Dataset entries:
------------------------------------------------------------------------

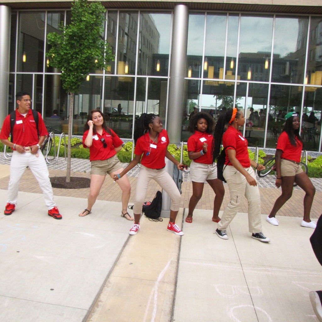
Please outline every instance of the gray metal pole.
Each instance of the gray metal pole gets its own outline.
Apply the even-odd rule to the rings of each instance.
[[[175,6],[172,32],[166,129],[170,142],[176,144],[179,144],[181,141],[188,18],[186,5],[180,4]]]
[[[0,5],[0,127],[8,114],[11,9]]]

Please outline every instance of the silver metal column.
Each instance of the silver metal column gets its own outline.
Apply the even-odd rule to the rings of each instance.
[[[166,129],[170,142],[176,144],[179,144],[181,141],[188,17],[186,5],[178,5],[175,6],[173,19]]]
[[[0,127],[8,114],[11,9],[0,5]]]

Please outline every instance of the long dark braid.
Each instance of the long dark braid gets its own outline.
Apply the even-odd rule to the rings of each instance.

------------------------------------------------------------------------

- _WHAT IS ASKED_:
Please substitute "steel" for "metal" throughout all the entries above, keeping everything else unchanged and leaving out the pictures.

- _SOLUTION BELOW_:
Please outline every instance of the gray steel pole.
Each instance of the gray steel pole gets its own outline.
Apply the even-odd rule to the rings of each instance.
[[[175,6],[172,32],[166,129],[170,142],[176,144],[179,144],[181,141],[188,18],[186,5],[180,4]]]
[[[0,5],[0,127],[8,114],[11,9]]]

Please outline every instance of the silver steel column.
Each instance of the silver steel column gets its own outline.
Apply the even-odd rule to the rings of each instance.
[[[166,129],[170,142],[176,144],[179,144],[181,141],[188,17],[186,5],[178,5],[175,6],[173,19]]]
[[[0,127],[8,114],[11,9],[0,5]]]

Please outline every instance of the long dark braid.
Each instance of the long dark braid gets its own outline.
Apply the even-odd rule to the rings of each instance.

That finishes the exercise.